INSTRUCTION
Reproduce the material in full, exactly as written.

start RAW RECORDS

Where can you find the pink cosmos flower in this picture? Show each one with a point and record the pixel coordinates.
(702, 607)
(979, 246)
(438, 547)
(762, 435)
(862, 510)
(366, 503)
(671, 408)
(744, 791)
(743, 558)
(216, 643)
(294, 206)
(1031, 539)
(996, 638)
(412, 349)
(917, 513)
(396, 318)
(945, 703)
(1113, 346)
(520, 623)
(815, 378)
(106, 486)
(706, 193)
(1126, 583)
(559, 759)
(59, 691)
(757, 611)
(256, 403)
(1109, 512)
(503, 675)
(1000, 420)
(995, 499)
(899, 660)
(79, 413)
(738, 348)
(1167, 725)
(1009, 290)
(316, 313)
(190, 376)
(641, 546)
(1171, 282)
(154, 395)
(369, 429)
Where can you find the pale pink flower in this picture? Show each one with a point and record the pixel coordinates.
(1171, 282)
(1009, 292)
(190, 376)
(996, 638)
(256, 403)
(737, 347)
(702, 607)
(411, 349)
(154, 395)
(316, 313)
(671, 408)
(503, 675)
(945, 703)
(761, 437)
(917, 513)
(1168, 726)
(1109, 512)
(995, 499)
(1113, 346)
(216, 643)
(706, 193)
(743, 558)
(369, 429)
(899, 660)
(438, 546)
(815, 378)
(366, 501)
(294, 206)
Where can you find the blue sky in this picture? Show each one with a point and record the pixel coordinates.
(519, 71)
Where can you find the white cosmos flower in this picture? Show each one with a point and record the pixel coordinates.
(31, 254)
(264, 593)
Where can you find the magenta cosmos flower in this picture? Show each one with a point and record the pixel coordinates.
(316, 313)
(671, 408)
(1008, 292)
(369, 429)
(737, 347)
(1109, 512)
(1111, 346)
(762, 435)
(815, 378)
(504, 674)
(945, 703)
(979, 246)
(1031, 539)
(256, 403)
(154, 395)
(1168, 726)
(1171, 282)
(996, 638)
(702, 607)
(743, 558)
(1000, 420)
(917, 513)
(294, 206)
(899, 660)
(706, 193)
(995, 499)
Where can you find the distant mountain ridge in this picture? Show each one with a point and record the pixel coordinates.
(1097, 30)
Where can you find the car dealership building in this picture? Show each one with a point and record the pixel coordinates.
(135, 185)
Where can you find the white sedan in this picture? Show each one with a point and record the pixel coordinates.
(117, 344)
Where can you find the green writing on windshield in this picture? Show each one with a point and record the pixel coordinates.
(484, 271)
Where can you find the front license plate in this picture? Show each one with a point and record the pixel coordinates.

end RAW RECORDS

REPLY TO THE TASK
Where can you find the pink cosmos flower in this picture? Show each one with a point and record the pixel coordinates.
(702, 607)
(979, 246)
(438, 547)
(762, 435)
(862, 510)
(366, 503)
(671, 408)
(744, 791)
(743, 558)
(216, 643)
(294, 206)
(1031, 539)
(996, 638)
(412, 349)
(917, 513)
(396, 318)
(945, 703)
(1113, 346)
(520, 623)
(815, 378)
(106, 486)
(706, 193)
(1126, 583)
(559, 759)
(59, 691)
(757, 611)
(256, 403)
(1109, 512)
(503, 675)
(1000, 420)
(995, 499)
(899, 660)
(79, 413)
(738, 348)
(1167, 725)
(1009, 290)
(316, 313)
(190, 376)
(641, 546)
(1171, 282)
(154, 395)
(369, 429)
Where can you find the pale pink flower in this picture? Show each one with a point and record the pixel coordinates.
(1171, 282)
(1009, 292)
(190, 376)
(996, 638)
(256, 403)
(737, 347)
(702, 607)
(411, 349)
(154, 395)
(316, 313)
(671, 408)
(503, 675)
(945, 703)
(761, 437)
(917, 513)
(1168, 726)
(1109, 512)
(995, 499)
(1113, 346)
(216, 643)
(706, 193)
(743, 558)
(369, 429)
(899, 660)
(438, 546)
(815, 378)
(366, 501)
(294, 206)
Where can you find the blue sky in this picture? Show each one with a point and record the pixel coordinates.
(519, 71)
Where can you find the white cosmos flower in this picture? Show each one with a point and record the pixel coordinates.
(31, 254)
(264, 593)
Where can you find the magenta cosmos flower in this picture? Show each one with a point and record the pixel coordinates.
(316, 313)
(671, 408)
(1008, 292)
(369, 429)
(737, 347)
(1109, 512)
(1111, 346)
(762, 435)
(815, 378)
(504, 674)
(945, 703)
(979, 246)
(1031, 539)
(256, 403)
(154, 395)
(1168, 726)
(1171, 282)
(996, 638)
(702, 607)
(743, 558)
(1000, 420)
(917, 513)
(294, 206)
(899, 660)
(706, 193)
(995, 499)
Where can you find the distant mountain ridge in this picture? Show each one with a point and record the pixel coordinates.
(1097, 30)
Where can you find the car dealership building in this picture? Show each one with a point and record the pixel coordinates.
(135, 185)
Where can you find the white sedan in this picture? Show each one with a point and record the pixel coordinates.
(117, 344)
Where can you find the green writing on windshield in this picture? Show each one with a point and record the pixel coordinates.
(484, 271)
Where can you find the front license plate in this picture? Show each one with a point and record the pixel coordinates.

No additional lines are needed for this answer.